**Problem statement**
The entries below contain pictures. Retype everything except those pictures, exactly as given.

**Exercise data**
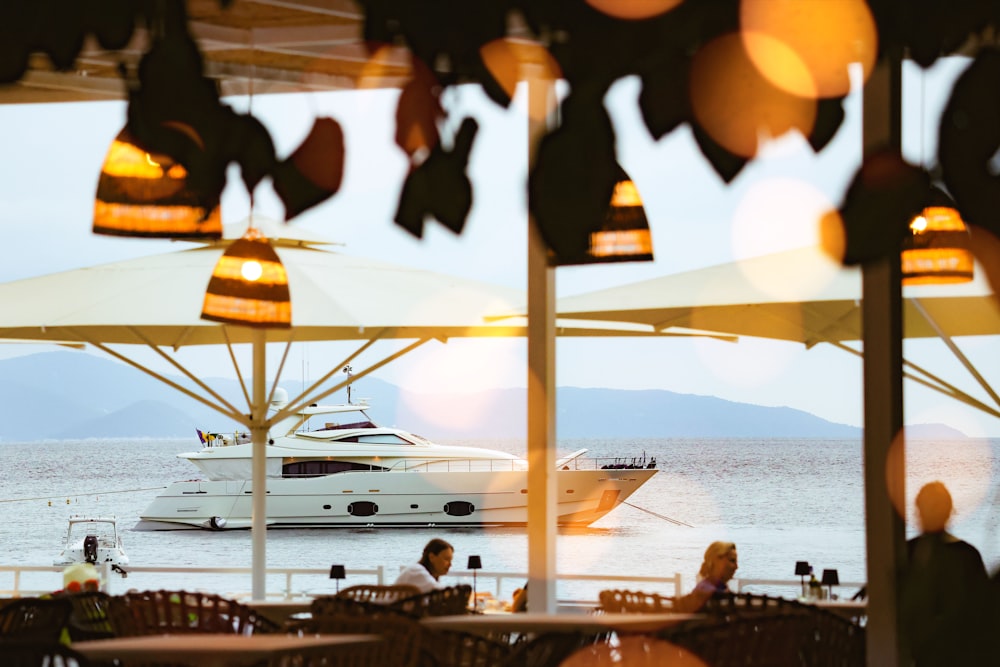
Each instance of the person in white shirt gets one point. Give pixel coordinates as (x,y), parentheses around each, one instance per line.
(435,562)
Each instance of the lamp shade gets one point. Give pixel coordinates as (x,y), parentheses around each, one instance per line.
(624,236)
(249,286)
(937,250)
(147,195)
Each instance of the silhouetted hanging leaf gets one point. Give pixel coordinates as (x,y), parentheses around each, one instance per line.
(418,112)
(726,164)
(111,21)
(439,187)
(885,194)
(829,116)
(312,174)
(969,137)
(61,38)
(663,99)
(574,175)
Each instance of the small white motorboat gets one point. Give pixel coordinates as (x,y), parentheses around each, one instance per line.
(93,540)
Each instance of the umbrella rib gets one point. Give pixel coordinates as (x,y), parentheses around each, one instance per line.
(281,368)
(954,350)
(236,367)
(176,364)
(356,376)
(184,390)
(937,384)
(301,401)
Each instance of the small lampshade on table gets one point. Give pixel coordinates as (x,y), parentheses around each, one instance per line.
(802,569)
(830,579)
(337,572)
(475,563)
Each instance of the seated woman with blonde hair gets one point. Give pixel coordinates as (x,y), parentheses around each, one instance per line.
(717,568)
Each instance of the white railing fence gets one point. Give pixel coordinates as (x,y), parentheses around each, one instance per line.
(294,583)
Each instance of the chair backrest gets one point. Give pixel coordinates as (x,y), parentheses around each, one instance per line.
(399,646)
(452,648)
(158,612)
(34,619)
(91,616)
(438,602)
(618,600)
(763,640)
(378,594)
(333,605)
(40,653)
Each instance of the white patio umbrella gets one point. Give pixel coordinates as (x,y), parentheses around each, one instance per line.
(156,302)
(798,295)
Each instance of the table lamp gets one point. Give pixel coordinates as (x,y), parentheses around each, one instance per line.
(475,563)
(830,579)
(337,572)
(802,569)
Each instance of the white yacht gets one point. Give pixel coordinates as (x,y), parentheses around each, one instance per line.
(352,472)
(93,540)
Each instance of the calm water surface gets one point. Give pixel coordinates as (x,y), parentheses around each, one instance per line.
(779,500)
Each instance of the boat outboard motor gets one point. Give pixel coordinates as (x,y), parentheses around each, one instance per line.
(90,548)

**Exercise solution**
Each instance of the person in white shirt gets one point. Give pixel coordinates as (x,y), parentheses around each, one instance per line.
(435,562)
Each instance of the lamp shade gets one point. Give pixel coordinates as (x,y), parentheses around each, one instance per line.
(624,236)
(249,286)
(937,250)
(147,195)
Each instance of the silhouetted hanging leaf gets one point. Give pixel coordinates as (x,y), parentheses around each, one instance per line.
(418,112)
(726,164)
(111,21)
(439,187)
(885,194)
(829,116)
(312,174)
(969,137)
(61,38)
(663,99)
(574,175)
Each instance of the small white motorboat gets one point. Give pixel coordinates as (x,y), parentheses around each, one instance per line.
(93,540)
Each instance of the umbrella rib gets one point. Give pixel coordinates as (x,y), parentheses around each, one instance per line.
(281,368)
(954,350)
(236,367)
(176,364)
(356,376)
(184,390)
(937,384)
(301,401)
Each instance of the small lampshade on table gets one point. Give pixel coordinates as (x,y), parentheses around each, one instance per line.
(802,569)
(830,579)
(337,572)
(475,563)
Each instance of the seated woman with blonde hair gets one point. Give pixel coordinates as (x,y), parentheses around each, one instance per line.
(717,568)
Each instance of the white railing fence gets one point. Give pixel coordinates as (x,y), parentheses around each, one instance per line.
(294,583)
Each instance of the chair backrest gets one point. Give pixel coordinates as (x,y), parentheses around each, one instance per line.
(399,646)
(452,648)
(158,612)
(34,619)
(91,616)
(438,602)
(618,600)
(763,640)
(378,594)
(333,605)
(40,653)
Each instance of the white patio umbrella gets one point. Give pixel coordinates as (x,y), parentheses around each, one instance per line.
(156,302)
(798,295)
Each instance of the table lamp gets one point. Give pixel coordinates as (x,y), parentheses around each, one instance per line.
(475,563)
(830,579)
(337,572)
(802,569)
Each instance of the white yacht gets one point. Give pixel coordinates as (x,y), parentheses around each, one instance per line.
(352,472)
(93,540)
Each instance of the calm water surface gets one point. Give pixel coordinates as (x,y), parentheses around each, one instance per line.
(779,500)
Each instance of the boat outboard motor gets one point. Give pixel coordinates as (x,y), parentheses around each, one instance per line.
(90,548)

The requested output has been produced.